:: PASSAGE SHOWN ::
■ ■ ■

    EXPERT ADVICE:Microwaving your sponges and dishcloths on high for about 30 seconds will kill most bacteria.
  2. Sink
    You may think that this is one of cleanest spots because everything gets washed in the sink, right? Think again. 45 percent of kitchen sinks were found to have coliform bacteria.
    EXPERT ADVICE:Disinfect the sink with a kitchen cleaner and just to be safe, don’t apply the 10-second rule when you drop food in the sink.
  3. Refrigerator Vegetable Compartment
    Dark moist environments tend to breed germs, even in the refrigerator. Produce should always be stored on a separate shelf above meat, poultry and seafood to avoid raw juices dripping onto the produce. Avoid cross-contamination by separating ready-to-eat and unwashed produce. Also, keep them separate in your grocery cart, during food preparation, and when using kitchen tools and appliances.
    EXPERT ADVICE:To effectively clean the compartment, first remove the drawer from the refrigerator if possible. Then, wash the bin using a clean sponge or soft cloth and a mild detergent mixed with warm water. Rinse with tap water and wipe dry with a paper towel. To help control odors, use warm water mixed with a baking soda solution (about 1-2 tablespoons of baking soda to 1 quart of water). Rinse and wipe dry.
  4. Refrigerator Meat Compartment
    It’s another dark moist environment that’s a breeding ground for bacteria. Store meat and seafood on a separate shelf below produce to avoid raw juices from dripping onto the produce.
    EXPERT ADVICE:“Clean monthly the same way you clean the vegetable compartment and whenever you see any spilled meat juices.
  5. Cutting Board
    In a study by the NSF, 18 percent of cutting boards were found to have coliform bacteria.
    EXPERT ADVICE: Use separate cutting boards: one for produce and one for meat, seafood, and poultry to avoid cross-contamination. Wash each one in hot soapy water and dry with a paper towel since bacteria thrive in moist environments.
  6. Blender Gasket
    Appliances and utensils that are not properly disassembled and cleaned can harbor microorganisms.
    EXPERT ADVICE:To clean properly, completely disassemble the blender, removing the jar, lid, plus the blade and gasket at the bottom and place them all in the dishwasher after each use. If the pieces are not dishwasher safe, hand wash them thoroughly in hot soapy water, then rinse and dry before re-assembling.
  7. Kitchen Countertops
    32 percent of kitchen countertops were found to have coliform bacteria, according to an NSF study.

■ ■ ■

:: BRIEF 1 ::
In the kitchen germ tips, why should cutting boards be dried with a paper towel after washing?
:: BRIEF 2 ::
Write a continuation of the kitchen germ tips, starting after the statistic on countertops.

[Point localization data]
■ ■ ■

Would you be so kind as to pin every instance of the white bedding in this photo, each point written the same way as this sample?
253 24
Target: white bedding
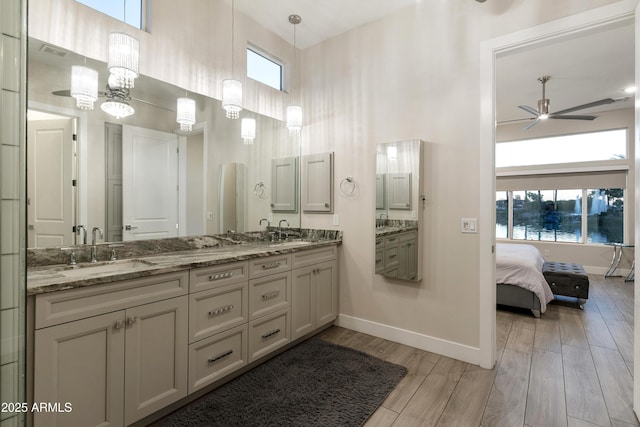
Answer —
521 265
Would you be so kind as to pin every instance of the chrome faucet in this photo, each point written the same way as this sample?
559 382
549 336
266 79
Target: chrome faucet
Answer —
84 233
94 249
280 228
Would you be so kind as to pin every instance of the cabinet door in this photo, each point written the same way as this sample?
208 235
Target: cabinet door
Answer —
81 363
156 356
284 180
326 283
317 182
303 302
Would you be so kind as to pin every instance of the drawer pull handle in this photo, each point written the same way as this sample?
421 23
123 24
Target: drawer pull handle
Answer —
219 276
270 295
220 356
270 265
270 334
221 310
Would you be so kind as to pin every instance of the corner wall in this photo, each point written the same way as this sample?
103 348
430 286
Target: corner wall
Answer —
12 234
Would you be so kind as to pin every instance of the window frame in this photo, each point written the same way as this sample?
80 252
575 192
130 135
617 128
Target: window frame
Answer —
271 58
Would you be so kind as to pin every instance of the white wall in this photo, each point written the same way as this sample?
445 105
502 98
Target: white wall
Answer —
413 74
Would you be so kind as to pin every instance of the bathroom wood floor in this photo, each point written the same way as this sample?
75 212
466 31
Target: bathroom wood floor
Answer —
569 368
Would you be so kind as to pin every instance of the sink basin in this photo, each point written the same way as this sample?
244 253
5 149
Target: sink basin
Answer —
108 267
289 243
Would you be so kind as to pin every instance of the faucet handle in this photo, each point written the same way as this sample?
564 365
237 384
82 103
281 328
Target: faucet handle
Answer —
113 247
72 257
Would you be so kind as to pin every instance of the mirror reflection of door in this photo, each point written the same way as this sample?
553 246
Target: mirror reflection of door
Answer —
50 176
150 183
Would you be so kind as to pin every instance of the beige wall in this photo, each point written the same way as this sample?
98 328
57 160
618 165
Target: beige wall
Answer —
413 74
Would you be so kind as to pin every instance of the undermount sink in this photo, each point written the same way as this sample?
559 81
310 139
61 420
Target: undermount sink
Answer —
288 243
119 266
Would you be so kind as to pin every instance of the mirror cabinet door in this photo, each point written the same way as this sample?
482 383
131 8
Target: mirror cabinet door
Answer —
399 168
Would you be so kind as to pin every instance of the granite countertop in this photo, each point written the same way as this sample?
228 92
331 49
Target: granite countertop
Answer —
57 277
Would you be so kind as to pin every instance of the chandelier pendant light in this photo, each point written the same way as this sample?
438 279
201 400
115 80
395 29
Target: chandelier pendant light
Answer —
294 112
186 114
232 89
124 56
84 86
248 130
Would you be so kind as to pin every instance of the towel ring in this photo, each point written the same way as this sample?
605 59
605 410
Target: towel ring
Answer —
348 186
259 189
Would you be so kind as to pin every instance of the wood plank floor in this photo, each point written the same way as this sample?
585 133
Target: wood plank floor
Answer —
569 368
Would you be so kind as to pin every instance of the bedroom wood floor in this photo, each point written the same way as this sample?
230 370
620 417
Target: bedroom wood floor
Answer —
569 368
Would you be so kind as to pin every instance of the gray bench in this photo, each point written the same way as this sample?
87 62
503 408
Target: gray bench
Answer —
567 279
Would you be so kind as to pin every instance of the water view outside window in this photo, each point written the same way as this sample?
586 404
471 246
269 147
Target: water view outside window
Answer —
605 210
558 215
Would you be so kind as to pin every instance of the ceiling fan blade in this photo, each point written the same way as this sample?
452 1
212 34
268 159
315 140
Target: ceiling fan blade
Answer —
572 117
532 124
529 109
152 104
588 105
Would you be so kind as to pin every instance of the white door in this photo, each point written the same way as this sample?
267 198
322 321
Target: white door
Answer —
149 184
49 183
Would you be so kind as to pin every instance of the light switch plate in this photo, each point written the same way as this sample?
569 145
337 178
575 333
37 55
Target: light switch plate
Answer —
469 225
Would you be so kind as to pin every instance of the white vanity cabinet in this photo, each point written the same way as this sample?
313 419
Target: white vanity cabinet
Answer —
314 290
116 352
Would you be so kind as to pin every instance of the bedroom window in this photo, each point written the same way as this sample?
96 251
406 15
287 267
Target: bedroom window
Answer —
561 215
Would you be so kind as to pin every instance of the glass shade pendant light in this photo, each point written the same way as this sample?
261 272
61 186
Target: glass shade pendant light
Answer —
117 109
248 130
294 112
84 86
186 114
232 89
124 56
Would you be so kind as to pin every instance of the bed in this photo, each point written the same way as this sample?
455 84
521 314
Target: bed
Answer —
519 279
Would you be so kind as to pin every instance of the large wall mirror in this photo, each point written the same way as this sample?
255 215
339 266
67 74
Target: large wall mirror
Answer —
108 176
398 209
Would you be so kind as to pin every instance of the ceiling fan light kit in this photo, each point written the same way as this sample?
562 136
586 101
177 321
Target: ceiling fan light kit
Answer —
542 113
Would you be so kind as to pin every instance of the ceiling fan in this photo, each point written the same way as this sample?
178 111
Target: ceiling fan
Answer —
115 92
542 113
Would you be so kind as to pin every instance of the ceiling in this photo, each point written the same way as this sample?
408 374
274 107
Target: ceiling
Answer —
583 68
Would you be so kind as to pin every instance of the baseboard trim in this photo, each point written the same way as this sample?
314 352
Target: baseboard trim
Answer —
451 349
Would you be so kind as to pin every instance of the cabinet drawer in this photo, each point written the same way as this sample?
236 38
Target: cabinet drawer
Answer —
269 294
219 275
264 266
217 309
314 256
74 304
268 333
217 356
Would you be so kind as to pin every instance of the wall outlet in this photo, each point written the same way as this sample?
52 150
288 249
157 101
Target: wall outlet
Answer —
469 225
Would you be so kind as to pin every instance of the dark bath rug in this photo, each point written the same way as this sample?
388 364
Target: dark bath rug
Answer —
313 384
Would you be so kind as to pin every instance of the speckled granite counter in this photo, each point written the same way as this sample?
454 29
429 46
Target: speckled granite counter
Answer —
146 258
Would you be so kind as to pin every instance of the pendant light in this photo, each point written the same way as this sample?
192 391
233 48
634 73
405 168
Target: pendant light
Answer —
294 112
84 86
232 89
186 113
248 130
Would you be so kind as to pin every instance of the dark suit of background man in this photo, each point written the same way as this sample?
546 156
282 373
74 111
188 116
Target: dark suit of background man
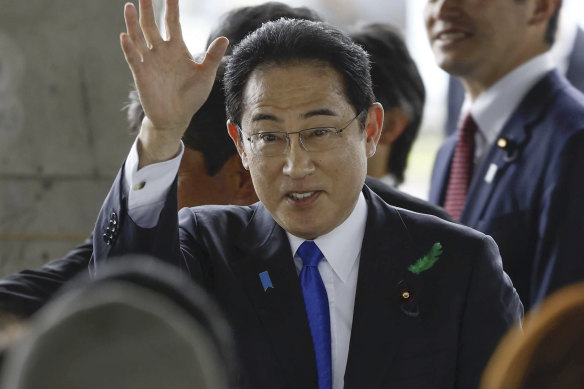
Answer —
211 171
413 301
526 189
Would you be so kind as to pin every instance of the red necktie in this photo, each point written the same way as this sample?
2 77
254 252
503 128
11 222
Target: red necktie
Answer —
461 168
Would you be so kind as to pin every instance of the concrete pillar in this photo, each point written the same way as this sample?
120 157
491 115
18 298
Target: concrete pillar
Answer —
63 134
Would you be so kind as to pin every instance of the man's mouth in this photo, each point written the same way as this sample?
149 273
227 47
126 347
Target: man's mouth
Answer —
302 198
451 36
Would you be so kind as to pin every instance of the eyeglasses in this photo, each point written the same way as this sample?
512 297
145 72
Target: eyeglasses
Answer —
273 143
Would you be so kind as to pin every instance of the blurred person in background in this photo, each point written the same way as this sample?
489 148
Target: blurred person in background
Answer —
399 88
514 168
548 353
567 52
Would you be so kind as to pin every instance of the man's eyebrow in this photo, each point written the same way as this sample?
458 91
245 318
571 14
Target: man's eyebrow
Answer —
319 112
264 116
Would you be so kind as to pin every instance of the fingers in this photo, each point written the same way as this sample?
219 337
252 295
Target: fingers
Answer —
133 57
134 30
148 24
172 20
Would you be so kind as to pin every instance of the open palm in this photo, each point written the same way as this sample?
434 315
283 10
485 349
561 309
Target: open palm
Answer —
171 85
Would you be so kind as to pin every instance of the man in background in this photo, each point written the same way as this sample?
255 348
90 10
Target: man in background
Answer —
567 52
514 169
399 88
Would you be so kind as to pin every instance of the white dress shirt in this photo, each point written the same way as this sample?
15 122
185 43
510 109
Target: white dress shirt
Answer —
147 188
342 250
494 107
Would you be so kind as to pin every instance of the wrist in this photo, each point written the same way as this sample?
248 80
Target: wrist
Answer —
157 145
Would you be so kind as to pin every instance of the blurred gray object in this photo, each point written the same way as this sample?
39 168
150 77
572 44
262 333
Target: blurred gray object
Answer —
141 325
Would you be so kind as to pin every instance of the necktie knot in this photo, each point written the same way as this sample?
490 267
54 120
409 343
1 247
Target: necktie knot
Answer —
309 253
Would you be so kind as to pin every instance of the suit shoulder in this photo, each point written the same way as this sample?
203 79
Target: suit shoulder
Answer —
429 225
400 199
211 215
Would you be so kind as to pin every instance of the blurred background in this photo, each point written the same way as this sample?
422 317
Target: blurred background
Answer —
64 82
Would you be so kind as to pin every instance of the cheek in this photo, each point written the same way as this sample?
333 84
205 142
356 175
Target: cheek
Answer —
262 175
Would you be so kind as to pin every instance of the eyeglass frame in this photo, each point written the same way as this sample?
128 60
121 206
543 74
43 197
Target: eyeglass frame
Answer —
335 131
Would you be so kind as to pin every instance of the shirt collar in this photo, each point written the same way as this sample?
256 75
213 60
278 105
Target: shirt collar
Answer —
493 108
341 247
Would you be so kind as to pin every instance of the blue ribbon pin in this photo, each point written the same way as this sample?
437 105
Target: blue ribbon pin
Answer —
266 281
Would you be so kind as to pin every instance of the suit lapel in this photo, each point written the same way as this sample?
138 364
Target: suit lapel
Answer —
517 131
380 311
281 307
574 73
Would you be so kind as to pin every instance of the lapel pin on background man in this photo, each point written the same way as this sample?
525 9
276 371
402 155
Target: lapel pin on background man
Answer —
302 114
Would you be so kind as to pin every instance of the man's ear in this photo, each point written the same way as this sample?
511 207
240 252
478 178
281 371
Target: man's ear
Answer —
373 127
233 132
395 122
543 11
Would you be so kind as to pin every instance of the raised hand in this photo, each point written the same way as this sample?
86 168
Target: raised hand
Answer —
171 85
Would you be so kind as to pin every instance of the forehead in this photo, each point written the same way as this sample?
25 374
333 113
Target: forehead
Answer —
293 88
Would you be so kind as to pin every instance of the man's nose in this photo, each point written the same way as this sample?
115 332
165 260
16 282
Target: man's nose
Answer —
299 162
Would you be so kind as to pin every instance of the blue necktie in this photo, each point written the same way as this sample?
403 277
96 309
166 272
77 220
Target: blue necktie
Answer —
317 311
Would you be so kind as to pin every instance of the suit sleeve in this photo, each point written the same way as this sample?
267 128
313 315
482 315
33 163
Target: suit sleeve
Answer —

■ ■ ■

:: YOUR RESPONSE 1 ::
Cutting boards should be dried because bacteria thrive in moist environments. Washing each board in hot soapy water and then drying it with a paper towel leaves the bacteria less of the moisture they thrive in.

:: YOUR RESPONSE 2 ::
    EXPERT ADVICE:Wiping down countertops with dirty sponges and dishcloths increases the chance that this area will be a germ hot spot in your kitchen. Break out the kitchen disinfectant again and use disposable paper towels to clean up this area.
  8. Can Opener
    Simply rinsing this tool isn’t enough to safeguard it from germs because it comes into direct contact with food.
    EXPERT ADVICE:To effectively clean, place the can opener in the dishwasher after each use (if dishwasher safe). If hand washing, wash in hot soapy water, rinsing thoroughly with clean tap water before air drying after each use. If hand washing, pay special attention to the area around the cutting blades to be sure all food residue is removed.
  9. Rubber Spatula
    For two-piece spatulas, it’s important to separate the handle from the spatula portion before cleaning.
    EXPERT ADVICE:If they are dishwasher safe, place both sections in the machine after each use. If hand washing, wash in hot soapy water, rinsing thoroughly with clean water. For one-piece spatulas, hand wash it thoroughly in hot soapy water, paying special attention to the area where the handle joins the spatula. Rinse thoroughly and dry.
  10. Food Storage Container with Rubber Seal
    Containers that have not been cleaned thoroughly have high counts of yeast and mold which may make food spoil quickly.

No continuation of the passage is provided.